Aim of the exercise ::
Copy out every record precisely.

(Records from a data collection)
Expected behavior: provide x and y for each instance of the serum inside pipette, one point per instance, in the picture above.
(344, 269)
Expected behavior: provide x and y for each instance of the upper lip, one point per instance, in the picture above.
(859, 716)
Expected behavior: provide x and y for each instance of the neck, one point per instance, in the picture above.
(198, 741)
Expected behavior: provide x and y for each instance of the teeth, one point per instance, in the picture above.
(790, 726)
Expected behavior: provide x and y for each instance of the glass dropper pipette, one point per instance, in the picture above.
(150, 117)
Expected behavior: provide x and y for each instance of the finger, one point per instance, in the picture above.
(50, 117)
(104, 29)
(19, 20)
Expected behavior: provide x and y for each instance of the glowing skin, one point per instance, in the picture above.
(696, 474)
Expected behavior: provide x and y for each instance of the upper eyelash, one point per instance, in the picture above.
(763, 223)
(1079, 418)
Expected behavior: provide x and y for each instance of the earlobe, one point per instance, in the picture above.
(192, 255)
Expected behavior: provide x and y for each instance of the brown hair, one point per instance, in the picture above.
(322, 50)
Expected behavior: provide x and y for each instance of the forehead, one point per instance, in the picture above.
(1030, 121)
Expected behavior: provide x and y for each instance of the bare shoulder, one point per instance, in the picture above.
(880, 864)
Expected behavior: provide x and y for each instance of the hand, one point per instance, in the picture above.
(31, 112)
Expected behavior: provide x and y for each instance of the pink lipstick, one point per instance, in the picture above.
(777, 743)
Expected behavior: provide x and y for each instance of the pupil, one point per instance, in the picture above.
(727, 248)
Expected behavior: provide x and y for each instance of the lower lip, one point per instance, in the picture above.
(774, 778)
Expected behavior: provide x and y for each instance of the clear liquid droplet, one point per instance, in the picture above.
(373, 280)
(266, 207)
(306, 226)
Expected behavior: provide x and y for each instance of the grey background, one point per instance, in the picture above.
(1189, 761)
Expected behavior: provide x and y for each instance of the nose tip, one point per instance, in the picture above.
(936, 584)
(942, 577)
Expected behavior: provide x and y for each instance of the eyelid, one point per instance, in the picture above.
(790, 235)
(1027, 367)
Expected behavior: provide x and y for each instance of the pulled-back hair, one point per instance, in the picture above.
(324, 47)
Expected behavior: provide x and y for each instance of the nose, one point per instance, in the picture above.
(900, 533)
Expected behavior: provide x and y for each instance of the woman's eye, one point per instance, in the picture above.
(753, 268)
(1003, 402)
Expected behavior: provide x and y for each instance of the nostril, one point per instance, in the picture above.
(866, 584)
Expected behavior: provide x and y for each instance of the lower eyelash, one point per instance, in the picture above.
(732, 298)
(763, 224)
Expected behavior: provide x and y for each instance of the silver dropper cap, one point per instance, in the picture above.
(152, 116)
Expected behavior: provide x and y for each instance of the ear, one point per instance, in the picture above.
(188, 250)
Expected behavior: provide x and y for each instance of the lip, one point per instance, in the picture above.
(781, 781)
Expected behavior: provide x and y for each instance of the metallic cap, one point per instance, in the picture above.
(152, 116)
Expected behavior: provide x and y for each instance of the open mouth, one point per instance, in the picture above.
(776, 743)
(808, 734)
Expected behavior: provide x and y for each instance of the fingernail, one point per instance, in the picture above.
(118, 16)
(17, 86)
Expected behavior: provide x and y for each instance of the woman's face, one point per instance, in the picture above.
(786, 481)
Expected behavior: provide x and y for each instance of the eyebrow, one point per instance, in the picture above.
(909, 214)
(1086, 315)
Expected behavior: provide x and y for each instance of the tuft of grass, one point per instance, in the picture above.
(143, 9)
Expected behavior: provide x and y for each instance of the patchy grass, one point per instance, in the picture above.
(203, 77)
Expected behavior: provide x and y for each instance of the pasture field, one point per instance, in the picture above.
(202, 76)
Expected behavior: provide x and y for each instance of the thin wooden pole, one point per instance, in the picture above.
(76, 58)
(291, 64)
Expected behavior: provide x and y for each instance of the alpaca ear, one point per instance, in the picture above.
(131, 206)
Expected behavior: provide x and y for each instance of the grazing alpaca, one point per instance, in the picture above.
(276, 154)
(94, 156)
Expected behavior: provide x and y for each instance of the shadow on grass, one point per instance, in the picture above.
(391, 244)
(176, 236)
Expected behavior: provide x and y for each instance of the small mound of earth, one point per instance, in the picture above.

Written solution ::
Expected behavior: provide x and y for each instance of the serum inside pipette, one point per instance, in the picture above.
(344, 269)
Expected behavior: provide x and y for each instance of the upper lip, one point per instance, in the picture above.
(859, 716)
Expected behavior: provide x and y for each instance of the neck, one point per instance, in the picture above.
(198, 741)
Expected behavior: provide x and y for each instance of the teeth, one point per instance, in the picture above.
(790, 726)
Expected behavior: provide x and y for each instance of the glass dropper pipette, one point per instance, in the picture above.
(150, 117)
Expected behavior: provide x and y for each instance of the finger, one point per instance, in the picture above.
(50, 117)
(104, 29)
(19, 20)
Expected behavior: provide x and y for each instance of the glowing skin, one point per instance, in the picture above.
(696, 474)
Expected behavior: provide x and y for each instance of the upper eyelash, one point per instance, in the picture above.
(763, 223)
(1079, 418)
Expected behavior: provide x and y for each instance of the earlobe, one point per instance, in the picture above.
(192, 255)
Expected behavior: provide x and y for each instance of the brown hair, one point per instance, in the picture above.
(322, 50)
Expected behavior: provide x and y for each instance of the forehead, one point per instance, in the picture above.
(1030, 121)
Expected behavior: provide x and y for each instance of the bare shoulder, one point per instance, in the picture above.
(880, 864)
Expected behavior: provide x and y for each instance of the hand, one point per instance, in the picture above.
(31, 112)
Expected behavior: provide x and y for each instance of the pink lipstick, one point per instance, in the picture above.
(777, 743)
Expected behavior: provide x and y for each instance of the pupil, one point per instance, in the picture above.
(727, 248)
Expected behavior: provide x and y for each instance of the lower lip, one point per instance, in the picture above.
(774, 778)
Expected behavior: provide x and y for each instance of the clear liquid droplet, one point per instance, in the picture above.
(373, 280)
(266, 207)
(306, 226)
Expected behavior: provide x and y for each instance of the grey background, one point per instance, in the picture above.
(1189, 761)
Expected behavior: provide x and y for each instance of the nose tip, one point per instance, in the picture above.
(936, 584)
(942, 577)
Expected behavior: provide x and y for each instance of the eyelid, one point per instance, in the picture above.
(790, 235)
(1027, 367)
Expected behavior: provide x and y for each instance of the pulled-back hair, one point per instance, in the picture above.
(324, 47)
Expected behavior: provide x and y for each instance of the nose, one point per instance, in the picture above.
(900, 533)
Expected behavior: provide x and y for each instance of the woman's eye, one point per instance, in the picture above.
(753, 268)
(1003, 402)
Expected behavior: provide x and y for each instance of the nostril, one point per instance, in the picture above.
(866, 584)
Expected behavior: provide x and y for each instance of the lower eyelash, one point per instance, in the picture above.
(732, 298)
(763, 224)
Expected behavior: provide x and y for each instance of the silver dropper cap, one point per instance, in the picture above.
(152, 116)
Expected behavior: provide x and y for each instance of the ear, one point per instance, in the picture above.
(188, 250)
Expected behavior: provide x and y for each instance of the lip, one point per instance, in the picture above.
(781, 781)
Expected behavior: provide x and y for each instance of the metallic cap, one point per instance, in the picture above.
(152, 116)
Expected behavior: provide x and y for each instance of the open mouth, one point per instance, in the picture above.
(776, 743)
(808, 734)
Expected behavior: provide x and y for each instance of the fingernail, one point per instance, in the picture above.
(118, 16)
(17, 86)
Expected behavior: provide x and y for each instance of the woman's face, one point per instance, in the picture above.
(786, 481)
Expected behavior: provide x and y for each instance of the eyebrow, one point per instance, in the picture above.
(909, 214)
(1086, 315)
Expected behavior: provide x and y for each instance of the tuft of grass, one point per instance, in the picture above.
(143, 9)
Expected behavior: provide x and y for each instance of the patchy grass, one point per instance, in the picture above.
(203, 77)
Expected behavior: provide x and y for each instance of the pasture field, one point per instance, in the picture above.
(202, 76)
Expected behavior: provide x and y for each instance of the thin wooden pole, one point per instance, in the picture above.
(76, 58)
(291, 64)
Expected behavior: provide x and y for each instance of the alpaca ear, one point per instance, in the picture above.
(131, 206)
Expected behavior: provide x and y for each instance of the grazing alpaca, one point per instance, in the picture above.
(276, 154)
(94, 156)
Expected behavior: provide x and y for each instance of the shadow on grass, one point per instance, in the picture above.
(391, 244)
(176, 236)
Expected behavior: provide x and y for each instance of the small mound of earth, one point per instance, in the picture above.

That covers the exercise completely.